■ SHORT PROBLEM: Reproduce the entries from the start through the line with "Target: green tree", swapping each "disc" for "circle" and changing nothing else. Omit the pictures.

(Location identification entries)
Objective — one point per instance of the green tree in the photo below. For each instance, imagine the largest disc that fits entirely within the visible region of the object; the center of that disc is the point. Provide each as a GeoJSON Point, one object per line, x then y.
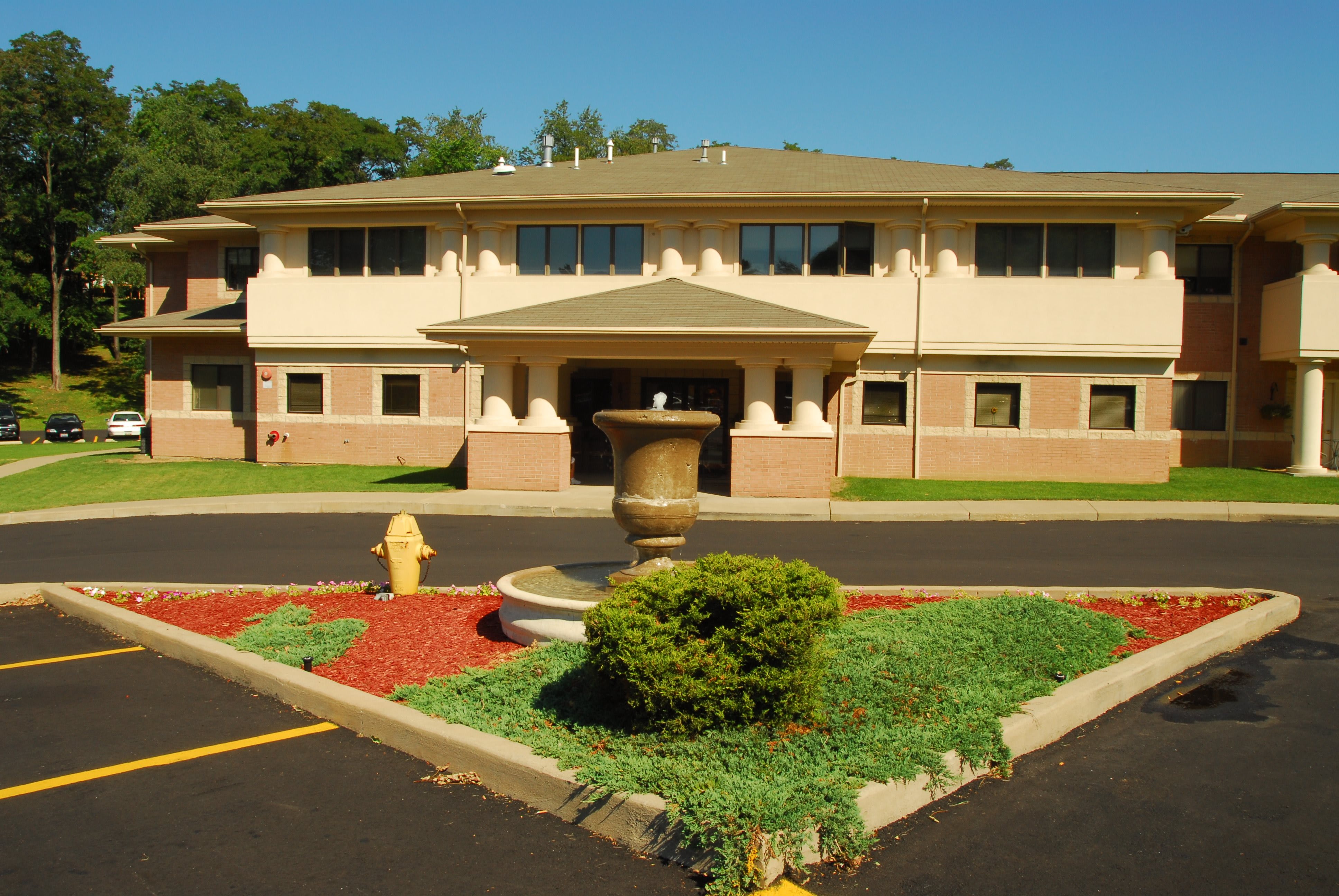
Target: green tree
{"type": "Point", "coordinates": [453, 144]}
{"type": "Point", "coordinates": [62, 128]}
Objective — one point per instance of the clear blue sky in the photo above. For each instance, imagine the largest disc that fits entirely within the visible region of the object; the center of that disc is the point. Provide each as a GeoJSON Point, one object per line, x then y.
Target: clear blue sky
{"type": "Point", "coordinates": [1080, 85]}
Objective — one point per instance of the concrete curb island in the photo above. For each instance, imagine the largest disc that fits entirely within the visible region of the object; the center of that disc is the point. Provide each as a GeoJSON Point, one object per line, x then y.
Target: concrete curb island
{"type": "Point", "coordinates": [640, 821]}
{"type": "Point", "coordinates": [595, 501]}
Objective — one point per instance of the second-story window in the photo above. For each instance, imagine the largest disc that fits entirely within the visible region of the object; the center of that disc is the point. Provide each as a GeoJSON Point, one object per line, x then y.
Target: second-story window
{"type": "Point", "coordinates": [1009, 250]}
{"type": "Point", "coordinates": [1207, 270]}
{"type": "Point", "coordinates": [611, 248]}
{"type": "Point", "coordinates": [547, 250]}
{"type": "Point", "coordinates": [772, 248]}
{"type": "Point", "coordinates": [397, 252]}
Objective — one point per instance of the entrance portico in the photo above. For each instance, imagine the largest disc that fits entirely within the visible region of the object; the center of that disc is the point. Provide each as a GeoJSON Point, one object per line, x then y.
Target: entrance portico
{"type": "Point", "coordinates": [655, 327]}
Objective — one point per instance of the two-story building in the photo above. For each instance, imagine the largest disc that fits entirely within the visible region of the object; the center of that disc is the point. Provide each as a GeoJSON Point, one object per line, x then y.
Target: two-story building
{"type": "Point", "coordinates": [844, 317]}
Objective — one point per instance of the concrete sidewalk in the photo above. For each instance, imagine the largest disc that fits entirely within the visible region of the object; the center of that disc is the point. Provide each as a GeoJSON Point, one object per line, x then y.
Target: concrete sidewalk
{"type": "Point", "coordinates": [594, 501]}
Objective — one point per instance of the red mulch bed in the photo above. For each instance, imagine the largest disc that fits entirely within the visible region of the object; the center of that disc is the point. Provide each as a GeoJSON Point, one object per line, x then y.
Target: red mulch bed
{"type": "Point", "coordinates": [419, 637]}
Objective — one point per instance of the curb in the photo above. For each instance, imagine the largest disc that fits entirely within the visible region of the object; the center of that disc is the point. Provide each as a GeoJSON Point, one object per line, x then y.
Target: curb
{"type": "Point", "coordinates": [642, 821]}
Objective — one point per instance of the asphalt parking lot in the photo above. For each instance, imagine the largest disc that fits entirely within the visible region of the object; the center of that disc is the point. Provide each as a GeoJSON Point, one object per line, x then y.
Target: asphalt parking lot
{"type": "Point", "coordinates": [1231, 797]}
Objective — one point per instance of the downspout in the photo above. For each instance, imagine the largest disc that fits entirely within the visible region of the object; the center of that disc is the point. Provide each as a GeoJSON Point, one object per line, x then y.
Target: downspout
{"type": "Point", "coordinates": [921, 282]}
{"type": "Point", "coordinates": [1236, 342]}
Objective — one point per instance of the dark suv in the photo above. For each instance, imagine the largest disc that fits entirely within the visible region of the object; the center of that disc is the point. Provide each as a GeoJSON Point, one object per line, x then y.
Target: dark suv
{"type": "Point", "coordinates": [65, 428]}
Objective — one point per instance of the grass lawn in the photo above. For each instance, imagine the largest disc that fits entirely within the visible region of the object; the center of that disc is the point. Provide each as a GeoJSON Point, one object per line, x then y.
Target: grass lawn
{"type": "Point", "coordinates": [1187, 484]}
{"type": "Point", "coordinates": [98, 480]}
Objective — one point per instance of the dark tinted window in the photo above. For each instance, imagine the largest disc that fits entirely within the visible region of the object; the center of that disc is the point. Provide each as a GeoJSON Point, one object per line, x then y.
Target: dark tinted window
{"type": "Point", "coordinates": [401, 395]}
{"type": "Point", "coordinates": [884, 404]}
{"type": "Point", "coordinates": [304, 394]}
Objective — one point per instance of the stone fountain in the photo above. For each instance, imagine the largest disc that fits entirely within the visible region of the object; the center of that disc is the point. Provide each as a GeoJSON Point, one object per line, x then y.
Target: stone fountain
{"type": "Point", "coordinates": [655, 501]}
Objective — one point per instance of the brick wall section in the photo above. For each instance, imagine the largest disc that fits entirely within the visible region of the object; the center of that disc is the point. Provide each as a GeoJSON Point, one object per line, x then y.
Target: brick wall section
{"type": "Point", "coordinates": [203, 274]}
{"type": "Point", "coordinates": [169, 282]}
{"type": "Point", "coordinates": [781, 467]}
{"type": "Point", "coordinates": [520, 461]}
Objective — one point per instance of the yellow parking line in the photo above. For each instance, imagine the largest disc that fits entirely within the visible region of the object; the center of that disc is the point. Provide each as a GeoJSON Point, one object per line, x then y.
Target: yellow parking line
{"type": "Point", "coordinates": [168, 758]}
{"type": "Point", "coordinates": [62, 660]}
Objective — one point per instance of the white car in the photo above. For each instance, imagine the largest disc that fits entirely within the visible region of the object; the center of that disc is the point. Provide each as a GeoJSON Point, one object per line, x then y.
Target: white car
{"type": "Point", "coordinates": [125, 425]}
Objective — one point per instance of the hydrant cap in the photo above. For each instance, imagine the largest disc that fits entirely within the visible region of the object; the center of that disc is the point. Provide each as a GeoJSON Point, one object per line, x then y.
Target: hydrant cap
{"type": "Point", "coordinates": [404, 525]}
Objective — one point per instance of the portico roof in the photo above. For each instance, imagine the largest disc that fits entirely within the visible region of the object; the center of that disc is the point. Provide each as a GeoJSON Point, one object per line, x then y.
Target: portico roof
{"type": "Point", "coordinates": [659, 319]}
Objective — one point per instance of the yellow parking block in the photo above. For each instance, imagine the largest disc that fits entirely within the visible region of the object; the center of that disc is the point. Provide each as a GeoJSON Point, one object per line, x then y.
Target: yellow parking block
{"type": "Point", "coordinates": [62, 660]}
{"type": "Point", "coordinates": [168, 758]}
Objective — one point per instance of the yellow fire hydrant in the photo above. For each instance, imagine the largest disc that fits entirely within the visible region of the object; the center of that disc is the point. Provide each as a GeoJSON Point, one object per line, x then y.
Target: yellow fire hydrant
{"type": "Point", "coordinates": [404, 551]}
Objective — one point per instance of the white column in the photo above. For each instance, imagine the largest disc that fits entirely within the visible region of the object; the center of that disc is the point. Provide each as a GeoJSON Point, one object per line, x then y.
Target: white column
{"type": "Point", "coordinates": [1315, 254]}
{"type": "Point", "coordinates": [1159, 245]}
{"type": "Point", "coordinates": [944, 235]}
{"type": "Point", "coordinates": [499, 390]}
{"type": "Point", "coordinates": [272, 244]}
{"type": "Point", "coordinates": [491, 250]}
{"type": "Point", "coordinates": [1308, 424]}
{"type": "Point", "coordinates": [806, 394]}
{"type": "Point", "coordinates": [760, 394]}
{"type": "Point", "coordinates": [671, 248]}
{"type": "Point", "coordinates": [711, 236]}
{"type": "Point", "coordinates": [904, 247]}
{"type": "Point", "coordinates": [543, 406]}
{"type": "Point", "coordinates": [450, 262]}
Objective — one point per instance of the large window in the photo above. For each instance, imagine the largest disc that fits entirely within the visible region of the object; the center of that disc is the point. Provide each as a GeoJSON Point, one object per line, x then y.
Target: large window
{"type": "Point", "coordinates": [397, 252]}
{"type": "Point", "coordinates": [1112, 408]}
{"type": "Point", "coordinates": [1080, 250]}
{"type": "Point", "coordinates": [836, 250]}
{"type": "Point", "coordinates": [1200, 405]}
{"type": "Point", "coordinates": [547, 250]}
{"type": "Point", "coordinates": [336, 252]}
{"type": "Point", "coordinates": [304, 394]}
{"type": "Point", "coordinates": [399, 395]}
{"type": "Point", "coordinates": [772, 248]}
{"type": "Point", "coordinates": [884, 404]}
{"type": "Point", "coordinates": [1009, 250]}
{"type": "Point", "coordinates": [997, 404]}
{"type": "Point", "coordinates": [216, 388]}
{"type": "Point", "coordinates": [1207, 270]}
{"type": "Point", "coordinates": [611, 248]}
{"type": "Point", "coordinates": [240, 264]}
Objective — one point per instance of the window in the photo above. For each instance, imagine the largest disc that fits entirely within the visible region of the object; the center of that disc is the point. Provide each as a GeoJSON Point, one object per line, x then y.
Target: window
{"type": "Point", "coordinates": [304, 394]}
{"type": "Point", "coordinates": [772, 248]}
{"type": "Point", "coordinates": [1080, 250]}
{"type": "Point", "coordinates": [611, 248]}
{"type": "Point", "coordinates": [547, 250]}
{"type": "Point", "coordinates": [884, 404]}
{"type": "Point", "coordinates": [1009, 250]}
{"type": "Point", "coordinates": [397, 252]}
{"type": "Point", "coordinates": [399, 395]}
{"type": "Point", "coordinates": [216, 388]}
{"type": "Point", "coordinates": [240, 264]}
{"type": "Point", "coordinates": [997, 404]}
{"type": "Point", "coordinates": [1207, 270]}
{"type": "Point", "coordinates": [1200, 405]}
{"type": "Point", "coordinates": [836, 250]}
{"type": "Point", "coordinates": [335, 252]}
{"type": "Point", "coordinates": [1112, 408]}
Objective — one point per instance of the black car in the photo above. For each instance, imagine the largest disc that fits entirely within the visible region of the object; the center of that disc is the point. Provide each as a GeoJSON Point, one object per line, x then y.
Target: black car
{"type": "Point", "coordinates": [9, 424]}
{"type": "Point", "coordinates": [65, 428]}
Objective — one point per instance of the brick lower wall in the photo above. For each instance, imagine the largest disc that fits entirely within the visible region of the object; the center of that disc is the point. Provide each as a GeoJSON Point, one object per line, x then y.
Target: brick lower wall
{"type": "Point", "coordinates": [519, 460]}
{"type": "Point", "coordinates": [781, 467]}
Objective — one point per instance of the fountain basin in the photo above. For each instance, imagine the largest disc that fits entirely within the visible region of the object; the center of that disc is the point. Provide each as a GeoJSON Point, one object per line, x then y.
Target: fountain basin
{"type": "Point", "coordinates": [545, 605]}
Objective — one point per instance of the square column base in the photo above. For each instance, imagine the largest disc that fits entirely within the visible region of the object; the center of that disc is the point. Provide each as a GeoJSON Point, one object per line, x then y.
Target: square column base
{"type": "Point", "coordinates": [781, 464]}
{"type": "Point", "coordinates": [519, 460]}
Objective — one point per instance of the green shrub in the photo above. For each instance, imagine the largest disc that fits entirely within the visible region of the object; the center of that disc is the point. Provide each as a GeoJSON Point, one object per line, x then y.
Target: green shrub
{"type": "Point", "coordinates": [729, 641]}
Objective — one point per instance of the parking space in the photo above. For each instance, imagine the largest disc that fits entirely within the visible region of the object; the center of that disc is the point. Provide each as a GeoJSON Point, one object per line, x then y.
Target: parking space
{"type": "Point", "coordinates": [321, 812]}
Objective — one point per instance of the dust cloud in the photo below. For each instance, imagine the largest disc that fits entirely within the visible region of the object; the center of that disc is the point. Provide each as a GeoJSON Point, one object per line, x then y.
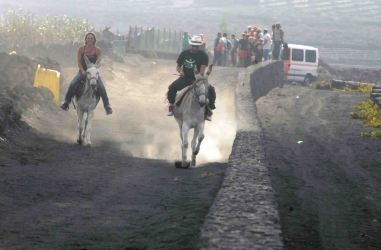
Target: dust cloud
{"type": "Point", "coordinates": [139, 125]}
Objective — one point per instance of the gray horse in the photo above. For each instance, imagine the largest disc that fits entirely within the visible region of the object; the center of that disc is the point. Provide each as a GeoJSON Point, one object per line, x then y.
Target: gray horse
{"type": "Point", "coordinates": [189, 113]}
{"type": "Point", "coordinates": [87, 102]}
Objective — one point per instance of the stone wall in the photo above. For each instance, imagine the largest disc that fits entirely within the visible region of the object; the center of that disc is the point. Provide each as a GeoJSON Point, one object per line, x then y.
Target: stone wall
{"type": "Point", "coordinates": [244, 214]}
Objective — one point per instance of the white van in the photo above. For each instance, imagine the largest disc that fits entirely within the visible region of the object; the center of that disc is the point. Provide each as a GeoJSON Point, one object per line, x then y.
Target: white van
{"type": "Point", "coordinates": [300, 63]}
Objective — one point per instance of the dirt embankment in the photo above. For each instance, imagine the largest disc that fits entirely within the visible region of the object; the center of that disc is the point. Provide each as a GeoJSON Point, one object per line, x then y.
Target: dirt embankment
{"type": "Point", "coordinates": [327, 178]}
{"type": "Point", "coordinates": [122, 193]}
{"type": "Point", "coordinates": [352, 74]}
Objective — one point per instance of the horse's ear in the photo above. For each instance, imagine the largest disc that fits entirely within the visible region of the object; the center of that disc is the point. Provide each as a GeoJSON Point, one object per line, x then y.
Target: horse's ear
{"type": "Point", "coordinates": [87, 61]}
{"type": "Point", "coordinates": [209, 69]}
{"type": "Point", "coordinates": [98, 62]}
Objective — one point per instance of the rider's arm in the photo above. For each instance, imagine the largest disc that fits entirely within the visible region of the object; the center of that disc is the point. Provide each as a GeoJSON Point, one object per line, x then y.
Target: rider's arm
{"type": "Point", "coordinates": [179, 69]}
{"type": "Point", "coordinates": [79, 60]}
{"type": "Point", "coordinates": [202, 69]}
{"type": "Point", "coordinates": [99, 54]}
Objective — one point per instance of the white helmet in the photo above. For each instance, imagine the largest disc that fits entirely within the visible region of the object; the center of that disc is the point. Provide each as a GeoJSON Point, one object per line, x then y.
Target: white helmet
{"type": "Point", "coordinates": [196, 41]}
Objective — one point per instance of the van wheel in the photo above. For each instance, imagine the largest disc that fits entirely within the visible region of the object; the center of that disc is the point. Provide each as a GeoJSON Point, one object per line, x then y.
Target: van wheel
{"type": "Point", "coordinates": [308, 80]}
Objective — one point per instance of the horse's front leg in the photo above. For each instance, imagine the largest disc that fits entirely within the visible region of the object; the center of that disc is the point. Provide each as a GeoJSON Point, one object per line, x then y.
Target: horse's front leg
{"type": "Point", "coordinates": [198, 136]}
{"type": "Point", "coordinates": [80, 126]}
{"type": "Point", "coordinates": [184, 145]}
{"type": "Point", "coordinates": [88, 127]}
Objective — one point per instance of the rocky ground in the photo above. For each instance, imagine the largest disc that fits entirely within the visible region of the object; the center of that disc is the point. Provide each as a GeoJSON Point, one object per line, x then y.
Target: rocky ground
{"type": "Point", "coordinates": [325, 175]}
{"type": "Point", "coordinates": [123, 192]}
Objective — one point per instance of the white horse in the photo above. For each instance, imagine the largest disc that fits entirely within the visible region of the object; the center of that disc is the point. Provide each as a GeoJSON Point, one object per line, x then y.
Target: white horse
{"type": "Point", "coordinates": [189, 112]}
{"type": "Point", "coordinates": [86, 103]}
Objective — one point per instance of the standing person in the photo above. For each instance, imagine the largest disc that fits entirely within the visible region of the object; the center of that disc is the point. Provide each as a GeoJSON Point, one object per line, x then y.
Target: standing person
{"type": "Point", "coordinates": [185, 41]}
{"type": "Point", "coordinates": [93, 53]}
{"type": "Point", "coordinates": [277, 41]}
{"type": "Point", "coordinates": [203, 44]}
{"type": "Point", "coordinates": [266, 44]}
{"type": "Point", "coordinates": [233, 52]}
{"type": "Point", "coordinates": [217, 54]}
{"type": "Point", "coordinates": [226, 49]}
{"type": "Point", "coordinates": [258, 51]}
{"type": "Point", "coordinates": [243, 45]}
{"type": "Point", "coordinates": [187, 62]}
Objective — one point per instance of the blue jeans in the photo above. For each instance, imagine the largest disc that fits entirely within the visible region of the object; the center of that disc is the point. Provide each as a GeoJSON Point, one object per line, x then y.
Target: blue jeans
{"type": "Point", "coordinates": [75, 84]}
{"type": "Point", "coordinates": [266, 54]}
{"type": "Point", "coordinates": [181, 83]}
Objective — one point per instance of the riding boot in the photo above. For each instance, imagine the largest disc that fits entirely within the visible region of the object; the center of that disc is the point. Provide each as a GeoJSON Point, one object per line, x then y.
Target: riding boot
{"type": "Point", "coordinates": [108, 109]}
{"type": "Point", "coordinates": [65, 106]}
{"type": "Point", "coordinates": [208, 114]}
{"type": "Point", "coordinates": [170, 110]}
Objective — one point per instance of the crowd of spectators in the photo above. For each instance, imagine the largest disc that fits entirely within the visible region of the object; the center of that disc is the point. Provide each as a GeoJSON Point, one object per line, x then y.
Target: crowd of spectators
{"type": "Point", "coordinates": [254, 46]}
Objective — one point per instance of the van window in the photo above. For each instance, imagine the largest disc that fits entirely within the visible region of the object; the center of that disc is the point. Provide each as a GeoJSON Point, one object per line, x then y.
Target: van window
{"type": "Point", "coordinates": [297, 55]}
{"type": "Point", "coordinates": [310, 55]}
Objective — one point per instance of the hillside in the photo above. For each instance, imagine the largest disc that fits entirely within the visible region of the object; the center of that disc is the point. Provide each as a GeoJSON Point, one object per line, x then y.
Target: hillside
{"type": "Point", "coordinates": [346, 31]}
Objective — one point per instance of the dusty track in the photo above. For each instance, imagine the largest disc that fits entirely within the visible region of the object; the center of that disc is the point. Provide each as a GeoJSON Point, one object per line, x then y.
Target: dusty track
{"type": "Point", "coordinates": [327, 185]}
{"type": "Point", "coordinates": [124, 192]}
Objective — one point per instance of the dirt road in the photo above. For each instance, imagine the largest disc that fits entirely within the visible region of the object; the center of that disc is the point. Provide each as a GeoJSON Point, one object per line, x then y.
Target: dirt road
{"type": "Point", "coordinates": [326, 176]}
{"type": "Point", "coordinates": [123, 192]}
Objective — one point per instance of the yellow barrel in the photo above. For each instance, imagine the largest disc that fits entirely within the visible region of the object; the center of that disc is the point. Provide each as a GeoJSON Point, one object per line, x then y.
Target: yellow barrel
{"type": "Point", "coordinates": [50, 79]}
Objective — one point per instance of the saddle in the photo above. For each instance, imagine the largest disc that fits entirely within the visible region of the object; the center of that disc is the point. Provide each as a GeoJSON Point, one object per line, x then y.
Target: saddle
{"type": "Point", "coordinates": [181, 94]}
{"type": "Point", "coordinates": [81, 88]}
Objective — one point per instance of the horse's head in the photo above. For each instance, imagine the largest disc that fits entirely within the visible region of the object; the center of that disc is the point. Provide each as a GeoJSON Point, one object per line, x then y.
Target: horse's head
{"type": "Point", "coordinates": [92, 73]}
{"type": "Point", "coordinates": [201, 86]}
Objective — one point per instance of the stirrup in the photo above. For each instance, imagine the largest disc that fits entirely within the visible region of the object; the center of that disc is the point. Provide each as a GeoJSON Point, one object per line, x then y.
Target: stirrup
{"type": "Point", "coordinates": [65, 106]}
{"type": "Point", "coordinates": [108, 110]}
{"type": "Point", "coordinates": [170, 110]}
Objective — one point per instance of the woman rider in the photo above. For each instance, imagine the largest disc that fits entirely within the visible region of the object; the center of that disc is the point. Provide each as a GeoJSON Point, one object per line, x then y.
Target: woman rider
{"type": "Point", "coordinates": [93, 53]}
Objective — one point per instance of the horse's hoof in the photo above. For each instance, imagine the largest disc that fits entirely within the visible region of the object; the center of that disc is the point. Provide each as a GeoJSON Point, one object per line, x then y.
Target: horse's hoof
{"type": "Point", "coordinates": [179, 164]}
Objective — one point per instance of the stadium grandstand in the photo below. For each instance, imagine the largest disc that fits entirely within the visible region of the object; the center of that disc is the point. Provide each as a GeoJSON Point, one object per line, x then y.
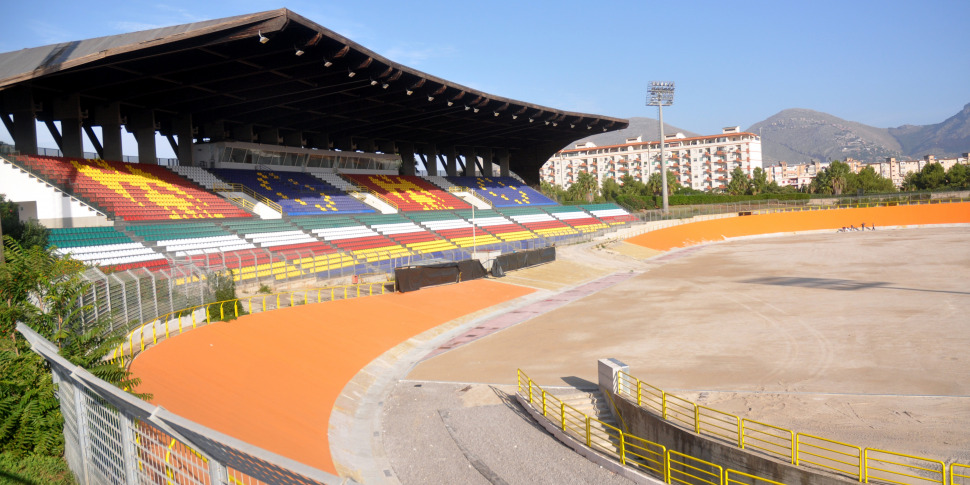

■ OUTPUT BELOW:
Objective — one point per instance of the green tree in the photo below. For each instance, imagine the largest circle that fits entirely within the visible region of the object; the center of that circle is the point. Provide each as a GeoJSON Point, one object per line, x then y.
Target: green tree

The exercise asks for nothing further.